TASK OBJECTIVE: Only the lines from the one bearing "Category: wooden post" to the final line should be transcribed, exactly and with both ends included. Pictures are to be left out.

::::::

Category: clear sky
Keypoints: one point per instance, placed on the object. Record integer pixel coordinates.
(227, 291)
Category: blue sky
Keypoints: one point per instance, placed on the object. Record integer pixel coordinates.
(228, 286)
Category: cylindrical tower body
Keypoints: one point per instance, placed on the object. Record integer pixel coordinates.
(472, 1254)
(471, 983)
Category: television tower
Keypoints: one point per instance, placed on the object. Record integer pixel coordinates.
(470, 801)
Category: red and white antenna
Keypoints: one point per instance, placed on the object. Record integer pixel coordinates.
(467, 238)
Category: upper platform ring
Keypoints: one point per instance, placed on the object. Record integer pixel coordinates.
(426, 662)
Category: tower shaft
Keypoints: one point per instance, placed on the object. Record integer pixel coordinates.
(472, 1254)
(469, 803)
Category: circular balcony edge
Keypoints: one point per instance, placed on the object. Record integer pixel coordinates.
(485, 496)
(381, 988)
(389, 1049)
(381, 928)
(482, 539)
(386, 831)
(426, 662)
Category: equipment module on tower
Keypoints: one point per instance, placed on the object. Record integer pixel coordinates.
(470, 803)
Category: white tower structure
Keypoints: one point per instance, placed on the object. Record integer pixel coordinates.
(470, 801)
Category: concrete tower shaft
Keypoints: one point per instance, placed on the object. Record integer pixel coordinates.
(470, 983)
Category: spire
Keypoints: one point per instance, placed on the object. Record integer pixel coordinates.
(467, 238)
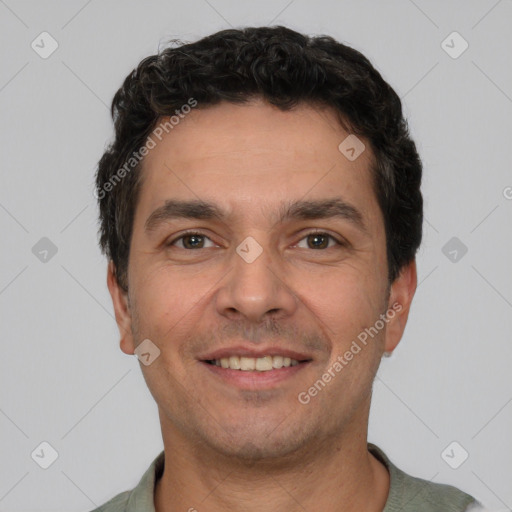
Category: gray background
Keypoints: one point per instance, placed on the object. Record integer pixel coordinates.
(63, 377)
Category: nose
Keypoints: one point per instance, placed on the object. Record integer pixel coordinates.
(254, 290)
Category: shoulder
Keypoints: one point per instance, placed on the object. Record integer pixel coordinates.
(411, 494)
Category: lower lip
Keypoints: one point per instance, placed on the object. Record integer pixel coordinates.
(254, 379)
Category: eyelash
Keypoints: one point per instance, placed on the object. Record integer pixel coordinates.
(309, 233)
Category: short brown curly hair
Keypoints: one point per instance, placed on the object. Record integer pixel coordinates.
(285, 68)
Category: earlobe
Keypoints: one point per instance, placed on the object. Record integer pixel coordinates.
(400, 298)
(121, 310)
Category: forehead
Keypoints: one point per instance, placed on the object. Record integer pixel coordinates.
(252, 156)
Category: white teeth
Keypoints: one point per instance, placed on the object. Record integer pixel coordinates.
(261, 364)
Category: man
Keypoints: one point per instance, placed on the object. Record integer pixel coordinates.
(261, 210)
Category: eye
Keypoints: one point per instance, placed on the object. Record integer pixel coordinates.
(319, 240)
(191, 240)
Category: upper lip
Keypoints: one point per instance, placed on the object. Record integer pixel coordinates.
(251, 352)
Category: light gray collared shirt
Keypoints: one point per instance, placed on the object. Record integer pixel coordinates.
(406, 493)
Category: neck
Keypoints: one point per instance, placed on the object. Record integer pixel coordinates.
(334, 475)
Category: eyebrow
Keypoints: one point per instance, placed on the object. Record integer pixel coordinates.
(300, 210)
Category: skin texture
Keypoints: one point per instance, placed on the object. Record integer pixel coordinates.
(236, 449)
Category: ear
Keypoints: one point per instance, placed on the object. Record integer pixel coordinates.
(122, 310)
(400, 298)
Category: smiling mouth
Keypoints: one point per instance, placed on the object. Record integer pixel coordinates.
(259, 364)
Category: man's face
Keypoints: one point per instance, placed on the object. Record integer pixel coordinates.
(305, 292)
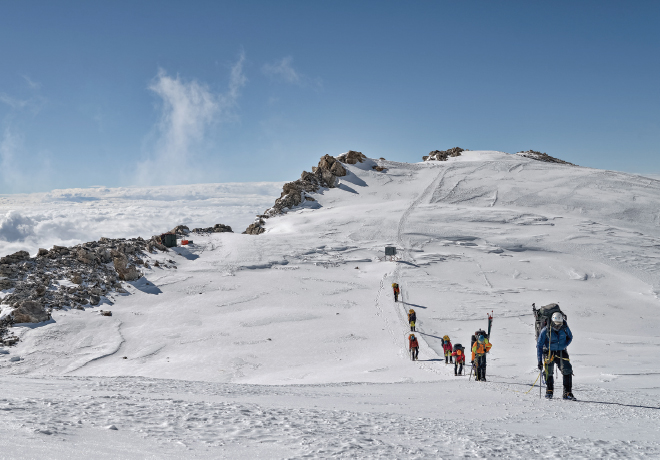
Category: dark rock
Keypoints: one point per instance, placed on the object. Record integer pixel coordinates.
(294, 193)
(15, 257)
(125, 271)
(534, 155)
(30, 312)
(180, 230)
(352, 157)
(255, 228)
(443, 155)
(217, 228)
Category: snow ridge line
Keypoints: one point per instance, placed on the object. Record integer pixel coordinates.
(105, 355)
(437, 180)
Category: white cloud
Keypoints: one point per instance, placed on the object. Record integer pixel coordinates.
(71, 216)
(283, 70)
(188, 109)
(16, 227)
(13, 102)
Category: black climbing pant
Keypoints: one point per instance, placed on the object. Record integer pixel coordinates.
(561, 359)
(480, 364)
(415, 352)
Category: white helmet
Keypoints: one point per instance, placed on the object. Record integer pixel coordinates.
(557, 318)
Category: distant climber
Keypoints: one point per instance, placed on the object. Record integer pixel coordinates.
(447, 347)
(413, 346)
(459, 352)
(479, 350)
(397, 291)
(558, 337)
(412, 319)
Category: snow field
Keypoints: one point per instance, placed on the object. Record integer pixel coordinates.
(289, 344)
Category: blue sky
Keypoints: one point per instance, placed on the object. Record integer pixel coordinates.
(134, 93)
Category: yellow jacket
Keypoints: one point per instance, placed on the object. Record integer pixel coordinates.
(480, 348)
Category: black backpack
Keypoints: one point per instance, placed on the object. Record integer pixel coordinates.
(543, 316)
(476, 335)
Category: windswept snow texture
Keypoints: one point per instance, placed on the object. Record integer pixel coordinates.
(72, 216)
(289, 344)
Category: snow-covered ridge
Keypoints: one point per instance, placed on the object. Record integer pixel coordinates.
(542, 157)
(290, 344)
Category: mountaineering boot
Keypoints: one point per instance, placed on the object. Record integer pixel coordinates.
(568, 386)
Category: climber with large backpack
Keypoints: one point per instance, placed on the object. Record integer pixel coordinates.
(474, 337)
(413, 347)
(553, 339)
(479, 350)
(459, 352)
(412, 319)
(447, 348)
(397, 291)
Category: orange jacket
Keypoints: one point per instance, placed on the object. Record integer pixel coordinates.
(460, 356)
(480, 348)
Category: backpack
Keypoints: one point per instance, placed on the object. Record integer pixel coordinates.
(543, 315)
(477, 334)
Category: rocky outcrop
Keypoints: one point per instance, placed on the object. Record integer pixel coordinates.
(534, 155)
(256, 227)
(443, 155)
(125, 270)
(180, 230)
(294, 193)
(30, 312)
(352, 157)
(217, 228)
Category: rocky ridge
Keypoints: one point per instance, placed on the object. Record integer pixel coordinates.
(443, 155)
(534, 155)
(294, 193)
(74, 277)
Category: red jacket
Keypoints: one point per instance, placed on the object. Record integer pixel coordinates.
(460, 356)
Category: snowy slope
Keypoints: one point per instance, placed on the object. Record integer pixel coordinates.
(309, 302)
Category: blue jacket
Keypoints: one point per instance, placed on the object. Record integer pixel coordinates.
(559, 340)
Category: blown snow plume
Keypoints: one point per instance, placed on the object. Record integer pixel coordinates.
(188, 110)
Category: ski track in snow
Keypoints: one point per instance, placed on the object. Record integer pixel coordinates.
(291, 346)
(200, 415)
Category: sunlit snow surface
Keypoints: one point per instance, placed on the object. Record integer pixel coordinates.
(289, 344)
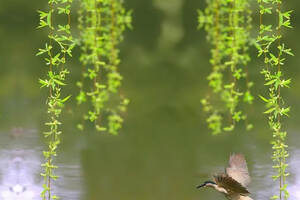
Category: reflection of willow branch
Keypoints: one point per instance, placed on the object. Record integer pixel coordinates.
(281, 159)
(50, 96)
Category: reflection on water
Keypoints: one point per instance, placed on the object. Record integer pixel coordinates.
(20, 160)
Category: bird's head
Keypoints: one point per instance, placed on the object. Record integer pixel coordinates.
(207, 184)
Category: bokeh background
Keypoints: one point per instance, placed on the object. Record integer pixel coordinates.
(164, 149)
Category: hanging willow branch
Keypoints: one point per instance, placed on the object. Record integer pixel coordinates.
(55, 52)
(271, 47)
(227, 24)
(102, 23)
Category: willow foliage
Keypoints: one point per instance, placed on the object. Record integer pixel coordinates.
(55, 52)
(102, 23)
(227, 24)
(271, 47)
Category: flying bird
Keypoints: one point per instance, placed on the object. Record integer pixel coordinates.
(233, 183)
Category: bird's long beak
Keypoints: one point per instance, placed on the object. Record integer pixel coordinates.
(200, 186)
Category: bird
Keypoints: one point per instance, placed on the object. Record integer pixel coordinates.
(233, 183)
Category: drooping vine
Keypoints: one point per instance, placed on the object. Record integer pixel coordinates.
(227, 24)
(271, 47)
(102, 23)
(55, 54)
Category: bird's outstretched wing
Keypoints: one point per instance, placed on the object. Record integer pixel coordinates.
(230, 185)
(238, 169)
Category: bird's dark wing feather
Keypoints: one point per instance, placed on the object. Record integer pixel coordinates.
(238, 169)
(231, 185)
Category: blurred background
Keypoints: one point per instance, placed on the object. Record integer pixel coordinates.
(164, 149)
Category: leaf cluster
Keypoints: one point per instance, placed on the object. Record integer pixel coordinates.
(102, 23)
(227, 24)
(54, 53)
(274, 51)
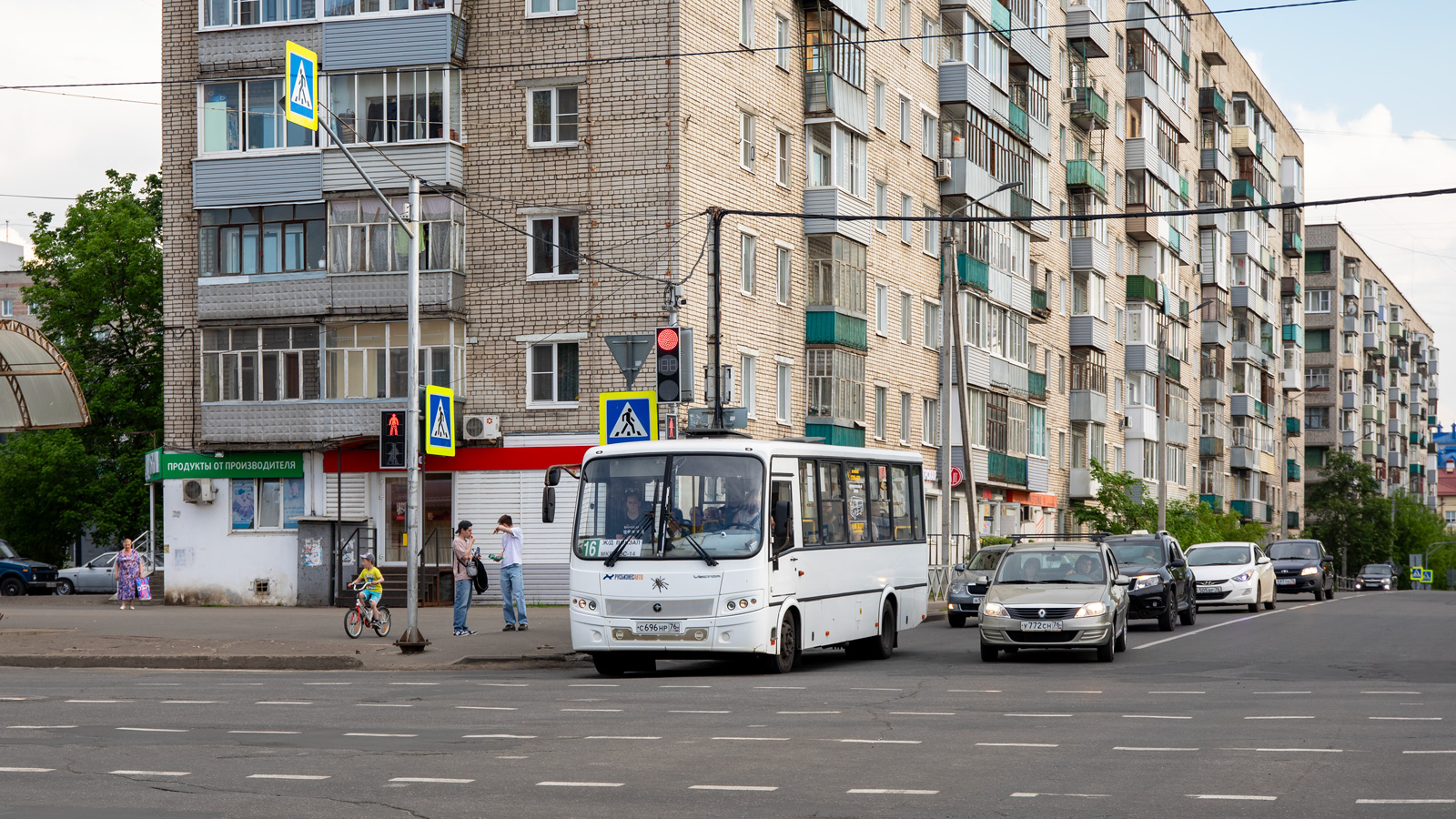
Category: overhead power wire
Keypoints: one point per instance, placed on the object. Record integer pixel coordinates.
(740, 48)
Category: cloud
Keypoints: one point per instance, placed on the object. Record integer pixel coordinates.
(1411, 239)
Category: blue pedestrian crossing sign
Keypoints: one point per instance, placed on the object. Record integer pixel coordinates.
(440, 420)
(303, 86)
(628, 417)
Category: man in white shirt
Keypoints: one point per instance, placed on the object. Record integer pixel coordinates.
(513, 595)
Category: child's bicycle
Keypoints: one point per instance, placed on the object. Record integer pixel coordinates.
(359, 617)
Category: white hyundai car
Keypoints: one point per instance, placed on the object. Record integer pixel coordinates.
(1232, 574)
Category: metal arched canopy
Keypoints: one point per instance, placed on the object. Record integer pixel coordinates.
(36, 387)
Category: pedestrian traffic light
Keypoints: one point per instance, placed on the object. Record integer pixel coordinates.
(669, 369)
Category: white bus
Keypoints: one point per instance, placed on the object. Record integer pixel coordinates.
(688, 548)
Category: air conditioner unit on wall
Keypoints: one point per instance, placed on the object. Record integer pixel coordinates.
(198, 490)
(482, 428)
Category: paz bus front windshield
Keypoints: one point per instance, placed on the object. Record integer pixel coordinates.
(666, 508)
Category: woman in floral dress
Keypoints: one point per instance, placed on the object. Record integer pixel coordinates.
(128, 570)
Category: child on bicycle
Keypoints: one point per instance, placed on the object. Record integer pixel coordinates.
(375, 586)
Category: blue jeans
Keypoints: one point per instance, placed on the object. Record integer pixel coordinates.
(513, 595)
(463, 591)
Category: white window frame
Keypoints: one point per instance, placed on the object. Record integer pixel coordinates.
(555, 116)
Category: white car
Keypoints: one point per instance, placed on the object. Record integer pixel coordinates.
(1232, 574)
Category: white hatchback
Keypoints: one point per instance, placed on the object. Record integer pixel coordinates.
(1232, 574)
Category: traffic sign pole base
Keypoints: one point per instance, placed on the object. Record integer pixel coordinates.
(412, 642)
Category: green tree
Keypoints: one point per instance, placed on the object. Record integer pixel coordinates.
(96, 288)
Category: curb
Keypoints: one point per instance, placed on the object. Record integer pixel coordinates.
(206, 662)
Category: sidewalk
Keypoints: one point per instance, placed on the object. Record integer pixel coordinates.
(91, 632)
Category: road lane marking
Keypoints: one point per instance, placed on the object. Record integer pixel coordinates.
(1148, 748)
(579, 784)
(267, 732)
(157, 731)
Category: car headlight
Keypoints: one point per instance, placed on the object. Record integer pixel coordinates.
(1147, 581)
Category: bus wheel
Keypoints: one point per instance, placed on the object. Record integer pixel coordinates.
(788, 654)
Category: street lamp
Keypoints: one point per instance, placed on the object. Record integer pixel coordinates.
(951, 331)
(1162, 414)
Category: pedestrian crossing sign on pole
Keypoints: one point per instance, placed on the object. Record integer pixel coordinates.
(628, 416)
(440, 421)
(303, 86)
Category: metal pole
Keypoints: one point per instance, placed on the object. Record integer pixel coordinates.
(412, 642)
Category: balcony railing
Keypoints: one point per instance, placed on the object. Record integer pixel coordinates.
(1082, 174)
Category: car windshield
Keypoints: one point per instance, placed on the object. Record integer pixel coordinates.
(1295, 550)
(985, 560)
(1052, 566)
(669, 508)
(1218, 555)
(1138, 552)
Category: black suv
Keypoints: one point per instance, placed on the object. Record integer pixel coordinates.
(1162, 586)
(1303, 566)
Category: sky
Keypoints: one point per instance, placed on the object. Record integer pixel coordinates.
(1361, 80)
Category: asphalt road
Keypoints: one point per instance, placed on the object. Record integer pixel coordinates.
(1336, 709)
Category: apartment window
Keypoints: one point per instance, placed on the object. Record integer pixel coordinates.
(747, 263)
(550, 7)
(402, 106)
(881, 409)
(248, 241)
(881, 309)
(905, 417)
(363, 238)
(552, 373)
(747, 140)
(784, 274)
(784, 157)
(552, 245)
(931, 336)
(749, 379)
(783, 57)
(552, 120)
(929, 421)
(248, 116)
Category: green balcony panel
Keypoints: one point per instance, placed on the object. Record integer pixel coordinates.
(1082, 174)
(1142, 288)
(1037, 385)
(834, 435)
(834, 327)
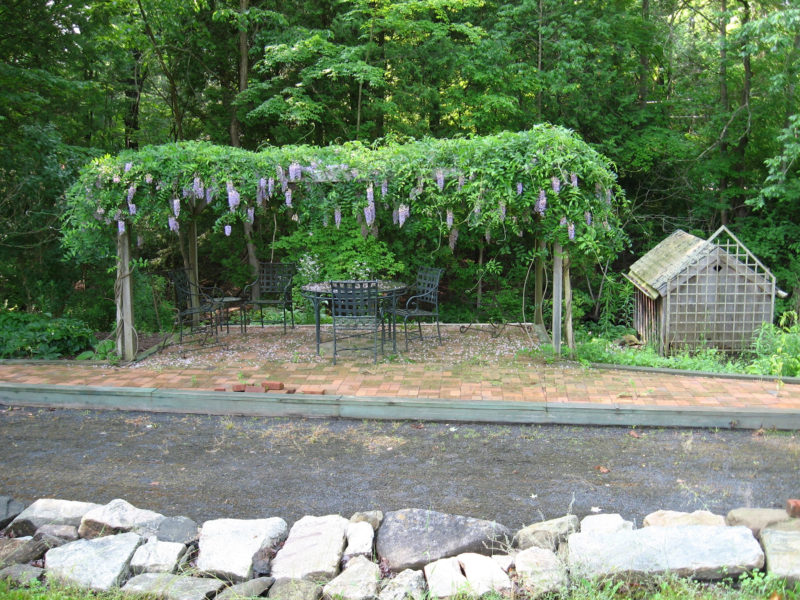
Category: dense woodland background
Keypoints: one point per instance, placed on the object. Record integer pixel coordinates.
(695, 101)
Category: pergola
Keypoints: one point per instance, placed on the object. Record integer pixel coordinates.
(545, 181)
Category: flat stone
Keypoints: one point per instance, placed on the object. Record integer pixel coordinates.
(254, 588)
(118, 516)
(313, 549)
(68, 533)
(782, 551)
(167, 586)
(540, 571)
(98, 564)
(412, 537)
(227, 546)
(156, 556)
(756, 518)
(697, 551)
(609, 523)
(49, 510)
(373, 517)
(21, 575)
(674, 518)
(483, 574)
(295, 589)
(359, 581)
(360, 538)
(547, 534)
(406, 584)
(445, 578)
(9, 509)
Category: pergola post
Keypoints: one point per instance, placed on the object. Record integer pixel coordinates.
(123, 296)
(558, 282)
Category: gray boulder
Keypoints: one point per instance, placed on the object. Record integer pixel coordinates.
(782, 550)
(21, 575)
(313, 550)
(166, 586)
(295, 589)
(359, 581)
(99, 564)
(547, 534)
(9, 509)
(118, 516)
(411, 538)
(49, 511)
(253, 588)
(227, 546)
(697, 551)
(406, 584)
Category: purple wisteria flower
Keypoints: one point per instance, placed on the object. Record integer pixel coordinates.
(453, 238)
(541, 203)
(233, 197)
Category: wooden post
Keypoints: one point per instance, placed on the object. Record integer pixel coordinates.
(123, 296)
(558, 281)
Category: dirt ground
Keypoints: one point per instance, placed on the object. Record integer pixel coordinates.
(210, 467)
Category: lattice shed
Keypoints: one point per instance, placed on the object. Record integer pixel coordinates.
(693, 293)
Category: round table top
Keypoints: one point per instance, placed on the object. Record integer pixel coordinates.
(385, 286)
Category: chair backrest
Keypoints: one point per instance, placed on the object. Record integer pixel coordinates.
(354, 299)
(427, 284)
(275, 278)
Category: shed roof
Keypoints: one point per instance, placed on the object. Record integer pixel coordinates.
(654, 270)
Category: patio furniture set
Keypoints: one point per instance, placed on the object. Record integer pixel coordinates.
(360, 309)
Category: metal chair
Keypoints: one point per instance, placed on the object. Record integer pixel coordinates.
(423, 302)
(193, 307)
(356, 313)
(272, 287)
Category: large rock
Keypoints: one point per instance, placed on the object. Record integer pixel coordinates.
(359, 581)
(412, 538)
(9, 509)
(227, 546)
(547, 534)
(97, 564)
(295, 589)
(167, 586)
(118, 516)
(313, 549)
(674, 518)
(360, 537)
(695, 551)
(252, 588)
(540, 571)
(49, 511)
(782, 550)
(157, 557)
(483, 574)
(406, 584)
(756, 518)
(445, 578)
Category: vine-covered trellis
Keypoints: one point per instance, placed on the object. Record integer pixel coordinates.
(545, 180)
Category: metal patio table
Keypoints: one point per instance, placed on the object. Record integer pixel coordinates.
(319, 293)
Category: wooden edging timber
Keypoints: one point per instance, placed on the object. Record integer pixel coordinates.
(351, 407)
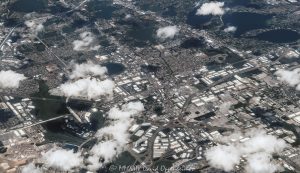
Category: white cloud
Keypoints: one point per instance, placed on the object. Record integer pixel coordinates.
(211, 8)
(115, 136)
(292, 78)
(167, 32)
(230, 29)
(31, 168)
(258, 151)
(34, 27)
(87, 69)
(90, 88)
(64, 160)
(86, 42)
(223, 157)
(10, 79)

::::::

SOLVED EXERCISE:
Category: wooden post
Keypoints: one point per instance, placed on the object. Record integer pixel coordinates.
(123, 296)
(558, 281)
Category: dirt ground
Keypoints: one point per instance, placed on the object. Record integer pixel coordinates.
(210, 467)
Category: lattice shed
Keypoints: one point per instance, placed on the object. Record integer pixel coordinates.
(693, 293)
Category: round table top
Keypoints: one point per instance, placed on the object. Record integer pixel coordinates.
(385, 286)
Category: chair backrest
Keypoints: one point per instance, placed on the object. Record integer pixel coordinates.
(354, 299)
(427, 284)
(275, 278)
Category: shed roof
Keypoints: one point per instance, placed on the object. Record integer pixel coordinates.
(654, 270)
Category: patio furniture set
Keypoints: one point per instance, placed on the object. Record integer pixel coordinates.
(360, 309)
Category: metal chair
Keypoints: one point per instance, placed on the object. Record integer pixel coordinates.
(423, 302)
(193, 307)
(356, 313)
(272, 287)
Category: large rock
Keypoints: one point per instance, placed on the object. Record integer pixel coordinates.
(359, 581)
(412, 538)
(9, 509)
(227, 546)
(547, 534)
(97, 564)
(295, 589)
(167, 586)
(118, 516)
(313, 549)
(674, 518)
(360, 537)
(695, 551)
(252, 588)
(540, 571)
(49, 511)
(782, 550)
(157, 557)
(483, 574)
(406, 584)
(756, 518)
(445, 578)
Category: vine-covered trellis
Keypoints: one point per instance, placed on the object. Record integer pixel coordinates.
(545, 180)
Category: metal patio table
Keypoints: one point per instance, placed on the object. Record integer pixel coordinates.
(319, 293)
Category: wooden edging timber
Keypoints: one point per instance, placed on the object. Record integer pixel coordinates.
(351, 407)
Category: white cloud
Keypoints: one point per instance, placed on the object. Record integer pixel coordinates.
(211, 8)
(115, 136)
(292, 78)
(167, 32)
(230, 29)
(31, 168)
(258, 151)
(34, 27)
(87, 69)
(90, 88)
(64, 160)
(86, 42)
(223, 157)
(10, 79)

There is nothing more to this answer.